PROVIDED ENTRIES:
__________

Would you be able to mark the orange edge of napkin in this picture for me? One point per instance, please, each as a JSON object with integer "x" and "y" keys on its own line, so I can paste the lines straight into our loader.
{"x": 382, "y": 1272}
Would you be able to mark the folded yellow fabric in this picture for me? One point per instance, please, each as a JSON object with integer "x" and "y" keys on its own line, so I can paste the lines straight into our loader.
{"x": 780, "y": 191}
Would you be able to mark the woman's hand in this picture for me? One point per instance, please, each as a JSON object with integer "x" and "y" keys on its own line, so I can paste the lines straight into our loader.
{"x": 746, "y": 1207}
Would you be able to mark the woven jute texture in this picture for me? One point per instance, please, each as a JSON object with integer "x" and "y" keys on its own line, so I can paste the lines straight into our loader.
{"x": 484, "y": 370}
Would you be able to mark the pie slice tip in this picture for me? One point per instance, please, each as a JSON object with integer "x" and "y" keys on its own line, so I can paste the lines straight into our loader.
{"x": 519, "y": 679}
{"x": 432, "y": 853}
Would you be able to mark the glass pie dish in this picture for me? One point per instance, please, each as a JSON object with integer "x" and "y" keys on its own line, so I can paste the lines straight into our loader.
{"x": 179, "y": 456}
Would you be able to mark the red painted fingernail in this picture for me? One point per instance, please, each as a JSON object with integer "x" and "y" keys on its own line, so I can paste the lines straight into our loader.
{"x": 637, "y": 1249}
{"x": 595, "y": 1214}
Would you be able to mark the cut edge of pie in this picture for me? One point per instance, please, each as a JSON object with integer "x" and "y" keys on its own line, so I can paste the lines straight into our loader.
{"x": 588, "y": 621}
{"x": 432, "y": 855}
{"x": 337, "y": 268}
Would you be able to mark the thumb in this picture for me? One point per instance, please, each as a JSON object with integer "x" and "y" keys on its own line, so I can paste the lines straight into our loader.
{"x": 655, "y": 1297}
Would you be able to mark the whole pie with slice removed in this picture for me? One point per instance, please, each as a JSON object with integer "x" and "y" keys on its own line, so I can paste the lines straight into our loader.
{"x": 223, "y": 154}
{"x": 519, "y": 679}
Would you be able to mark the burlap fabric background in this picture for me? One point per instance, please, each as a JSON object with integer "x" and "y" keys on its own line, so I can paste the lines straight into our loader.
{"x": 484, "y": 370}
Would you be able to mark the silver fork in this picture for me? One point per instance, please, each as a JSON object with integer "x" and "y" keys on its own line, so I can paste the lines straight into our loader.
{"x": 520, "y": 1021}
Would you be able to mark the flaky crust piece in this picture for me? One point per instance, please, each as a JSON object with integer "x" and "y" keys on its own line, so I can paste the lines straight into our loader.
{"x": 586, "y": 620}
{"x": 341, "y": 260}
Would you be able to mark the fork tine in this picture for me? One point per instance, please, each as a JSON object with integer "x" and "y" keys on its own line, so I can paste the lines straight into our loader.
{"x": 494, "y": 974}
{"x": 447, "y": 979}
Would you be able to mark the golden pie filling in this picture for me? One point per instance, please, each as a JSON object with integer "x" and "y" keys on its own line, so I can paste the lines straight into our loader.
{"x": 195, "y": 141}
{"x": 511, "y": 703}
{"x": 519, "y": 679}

__________

WHAT TO PRODUCE: From the line holding "Would you be able to mark the burlap" to the last line of the records, quote each line exactly and add nothing.

THE OUTPUT:
Would you be able to mark the burlap fabric background in this picture for me? One point per instance, please, each as a JSON object with integer "x" and "y" keys on its own line, so I can paste the lines straight into our loader.
{"x": 484, "y": 370}
Would you be able to mark the silver fork in this picture for me? One point per instance, please, each as a JSON object with integer "x" and "y" keys on its own line, so I can paste the lines straight into our loader.
{"x": 520, "y": 1021}
Would you be able to mark the flaky crust piece in this picture for me? One point per instance, please, each as a JSON object with integer "x" and "y" keys on its own line, so I can paste the lines straight into our loader.
{"x": 586, "y": 620}
{"x": 341, "y": 260}
Would you be able to mark the fork tine in this picture for me? One point per instance, please, each as a JSON object with integer "x" and "y" keys on its own line, so I can paste the lines straight into our loader.
{"x": 494, "y": 974}
{"x": 447, "y": 979}
Would you be able to mark the golden pie filling in this picture for me? One point per instance, please, each as a JSON object with integer "x" and "y" keys on its own line, so I can paste the lines straight into our loader.
{"x": 195, "y": 141}
{"x": 511, "y": 703}
{"x": 519, "y": 679}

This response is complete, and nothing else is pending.